**Short task**
Copy the data from its first line through the line containing "(1009, 888)", and switch every "single point" to "single marker" while keeping everything else unchanged.

** start **

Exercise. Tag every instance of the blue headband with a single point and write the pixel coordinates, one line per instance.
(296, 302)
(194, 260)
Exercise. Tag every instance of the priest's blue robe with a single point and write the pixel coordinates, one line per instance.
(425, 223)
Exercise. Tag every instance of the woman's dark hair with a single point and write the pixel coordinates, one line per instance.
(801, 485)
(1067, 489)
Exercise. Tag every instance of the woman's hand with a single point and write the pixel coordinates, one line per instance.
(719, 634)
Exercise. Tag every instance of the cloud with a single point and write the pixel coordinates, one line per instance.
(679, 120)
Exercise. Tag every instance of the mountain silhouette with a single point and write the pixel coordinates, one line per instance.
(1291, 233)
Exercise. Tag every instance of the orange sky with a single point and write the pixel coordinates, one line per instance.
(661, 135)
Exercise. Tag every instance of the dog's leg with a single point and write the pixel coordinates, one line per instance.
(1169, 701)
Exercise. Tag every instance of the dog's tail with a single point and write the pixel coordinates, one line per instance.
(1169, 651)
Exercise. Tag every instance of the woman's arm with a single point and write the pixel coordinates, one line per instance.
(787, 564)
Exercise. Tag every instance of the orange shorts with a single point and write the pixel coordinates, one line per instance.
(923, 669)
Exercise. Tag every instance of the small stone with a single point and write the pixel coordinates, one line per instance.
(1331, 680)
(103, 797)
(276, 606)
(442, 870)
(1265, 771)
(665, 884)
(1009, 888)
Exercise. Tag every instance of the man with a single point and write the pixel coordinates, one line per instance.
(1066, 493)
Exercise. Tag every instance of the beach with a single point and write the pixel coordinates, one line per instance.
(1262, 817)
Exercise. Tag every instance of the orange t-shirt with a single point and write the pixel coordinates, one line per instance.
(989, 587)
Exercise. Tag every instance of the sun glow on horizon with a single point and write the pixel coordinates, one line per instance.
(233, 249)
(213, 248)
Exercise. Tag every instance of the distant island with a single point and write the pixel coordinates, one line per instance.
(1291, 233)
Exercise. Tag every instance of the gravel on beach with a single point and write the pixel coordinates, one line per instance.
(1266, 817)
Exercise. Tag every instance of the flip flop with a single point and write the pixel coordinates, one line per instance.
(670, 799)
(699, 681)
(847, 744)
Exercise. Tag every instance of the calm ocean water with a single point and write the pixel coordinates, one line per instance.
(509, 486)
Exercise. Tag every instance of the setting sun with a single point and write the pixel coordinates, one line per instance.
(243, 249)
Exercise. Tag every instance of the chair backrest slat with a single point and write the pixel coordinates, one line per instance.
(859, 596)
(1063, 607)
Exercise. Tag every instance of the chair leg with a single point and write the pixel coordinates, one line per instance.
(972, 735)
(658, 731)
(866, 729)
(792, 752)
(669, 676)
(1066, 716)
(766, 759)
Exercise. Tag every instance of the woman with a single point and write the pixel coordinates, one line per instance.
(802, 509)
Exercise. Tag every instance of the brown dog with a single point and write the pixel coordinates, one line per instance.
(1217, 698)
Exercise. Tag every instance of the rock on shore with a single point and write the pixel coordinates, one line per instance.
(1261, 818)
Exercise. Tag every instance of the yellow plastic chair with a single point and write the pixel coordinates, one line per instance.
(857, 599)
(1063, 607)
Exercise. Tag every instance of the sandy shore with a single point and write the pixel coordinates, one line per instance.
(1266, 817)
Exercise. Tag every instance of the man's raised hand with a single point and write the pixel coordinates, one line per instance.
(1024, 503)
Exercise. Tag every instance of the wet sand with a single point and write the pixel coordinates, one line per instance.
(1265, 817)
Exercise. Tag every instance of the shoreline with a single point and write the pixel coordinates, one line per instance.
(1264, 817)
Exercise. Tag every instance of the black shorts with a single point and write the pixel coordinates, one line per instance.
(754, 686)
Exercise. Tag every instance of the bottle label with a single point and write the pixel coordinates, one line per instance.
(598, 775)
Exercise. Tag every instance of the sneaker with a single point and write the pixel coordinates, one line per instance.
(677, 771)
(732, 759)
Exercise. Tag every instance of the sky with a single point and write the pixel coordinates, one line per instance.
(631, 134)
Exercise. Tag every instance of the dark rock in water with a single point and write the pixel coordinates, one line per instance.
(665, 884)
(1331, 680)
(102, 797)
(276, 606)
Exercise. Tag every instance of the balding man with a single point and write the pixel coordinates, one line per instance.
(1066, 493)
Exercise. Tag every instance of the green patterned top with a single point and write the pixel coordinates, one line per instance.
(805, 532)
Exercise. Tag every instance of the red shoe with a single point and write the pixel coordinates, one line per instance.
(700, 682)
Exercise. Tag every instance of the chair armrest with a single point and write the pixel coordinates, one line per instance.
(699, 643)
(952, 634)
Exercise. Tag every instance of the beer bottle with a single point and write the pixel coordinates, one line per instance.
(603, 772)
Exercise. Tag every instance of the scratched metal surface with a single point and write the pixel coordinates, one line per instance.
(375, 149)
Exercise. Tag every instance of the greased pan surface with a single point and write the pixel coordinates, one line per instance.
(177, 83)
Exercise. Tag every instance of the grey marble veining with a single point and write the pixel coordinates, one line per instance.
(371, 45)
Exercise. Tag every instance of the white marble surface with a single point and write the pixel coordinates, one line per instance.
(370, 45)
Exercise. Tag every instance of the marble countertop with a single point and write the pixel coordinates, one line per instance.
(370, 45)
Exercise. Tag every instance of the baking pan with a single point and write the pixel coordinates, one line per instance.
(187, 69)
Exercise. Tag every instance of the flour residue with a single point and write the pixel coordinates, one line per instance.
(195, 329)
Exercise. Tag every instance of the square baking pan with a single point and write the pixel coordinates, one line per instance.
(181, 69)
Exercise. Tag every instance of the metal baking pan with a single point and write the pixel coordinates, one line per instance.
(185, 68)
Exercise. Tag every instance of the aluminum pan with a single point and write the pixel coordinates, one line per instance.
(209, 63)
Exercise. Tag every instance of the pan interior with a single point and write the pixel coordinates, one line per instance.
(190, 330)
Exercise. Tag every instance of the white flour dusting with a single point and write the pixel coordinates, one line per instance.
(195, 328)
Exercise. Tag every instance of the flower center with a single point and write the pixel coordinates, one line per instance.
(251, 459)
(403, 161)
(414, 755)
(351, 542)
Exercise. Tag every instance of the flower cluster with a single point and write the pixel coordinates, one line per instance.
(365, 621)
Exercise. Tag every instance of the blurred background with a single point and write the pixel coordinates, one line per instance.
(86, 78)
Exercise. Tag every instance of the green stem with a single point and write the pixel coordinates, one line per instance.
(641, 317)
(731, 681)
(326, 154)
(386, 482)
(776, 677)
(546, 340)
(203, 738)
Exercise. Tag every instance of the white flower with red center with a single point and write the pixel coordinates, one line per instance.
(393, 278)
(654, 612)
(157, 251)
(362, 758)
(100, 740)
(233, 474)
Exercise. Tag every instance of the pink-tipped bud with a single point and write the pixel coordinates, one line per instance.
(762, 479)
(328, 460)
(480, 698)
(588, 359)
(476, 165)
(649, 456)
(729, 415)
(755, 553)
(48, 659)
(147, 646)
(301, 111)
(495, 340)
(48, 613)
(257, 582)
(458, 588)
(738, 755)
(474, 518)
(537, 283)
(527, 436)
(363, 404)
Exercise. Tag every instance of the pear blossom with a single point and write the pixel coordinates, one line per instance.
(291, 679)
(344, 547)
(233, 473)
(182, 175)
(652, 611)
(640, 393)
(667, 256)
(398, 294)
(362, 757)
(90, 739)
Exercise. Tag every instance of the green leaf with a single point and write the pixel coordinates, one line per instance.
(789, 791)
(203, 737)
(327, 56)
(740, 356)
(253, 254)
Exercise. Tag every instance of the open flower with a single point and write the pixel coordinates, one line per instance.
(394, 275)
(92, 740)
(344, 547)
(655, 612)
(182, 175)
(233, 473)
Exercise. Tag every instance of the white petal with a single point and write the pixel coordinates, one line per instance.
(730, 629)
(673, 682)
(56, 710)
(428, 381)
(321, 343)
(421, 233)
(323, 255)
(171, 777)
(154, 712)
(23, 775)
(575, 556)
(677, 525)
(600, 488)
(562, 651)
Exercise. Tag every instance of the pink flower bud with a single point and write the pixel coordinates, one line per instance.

** end **

**Solution for this exercise**
Exercise. Tag every instance of the blue headband with a single marker and write the pixel coordinates, one line per instance.
(296, 302)
(194, 260)
Exercise. Tag every instance of the priest's blue robe with a single marker and write the pixel coordinates, one line per instance.
(425, 223)
Exercise. Tag every instance of the woman's dark hair with a single marker and write the pixel coordinates, one line per instance.
(801, 485)
(1067, 489)
Exercise. Tag every instance of the woman's hand with a single marker and write the pixel coordinates, one line per instance.
(719, 634)
Exercise. Tag every instance of the cloud with a single marker and write the pixel coordinates, one line per instance.
(679, 120)
Exercise. Tag every instance of the mountain silhouette with a single marker and write the pixel coordinates, one line per instance.
(1291, 233)
Exercise. Tag every instance of the orange sky with a single marker and write the pixel coordinates, one line per instance.
(661, 135)
Exercise. Tag every instance of the dog's leg with a single marker and write the pixel coordinates, one line per instance.
(1169, 701)
Exercise. Tag every instance of the dog's tail with a single marker and write the pixel coordinates, one line per instance.
(1169, 651)
Exercise. Tag every instance of the woman's arm with a single marker and write the pixel coordinates, one line per instance.
(787, 564)
Exercise. Tag every instance of the orange shorts with a single marker and write the pixel coordinates, one line per instance.
(923, 669)
Exercise. Tag every instance of the small stone with a single marker and write the pixel coordinates, one line per instance.
(1331, 680)
(103, 797)
(276, 606)
(442, 870)
(1265, 771)
(665, 884)
(1009, 888)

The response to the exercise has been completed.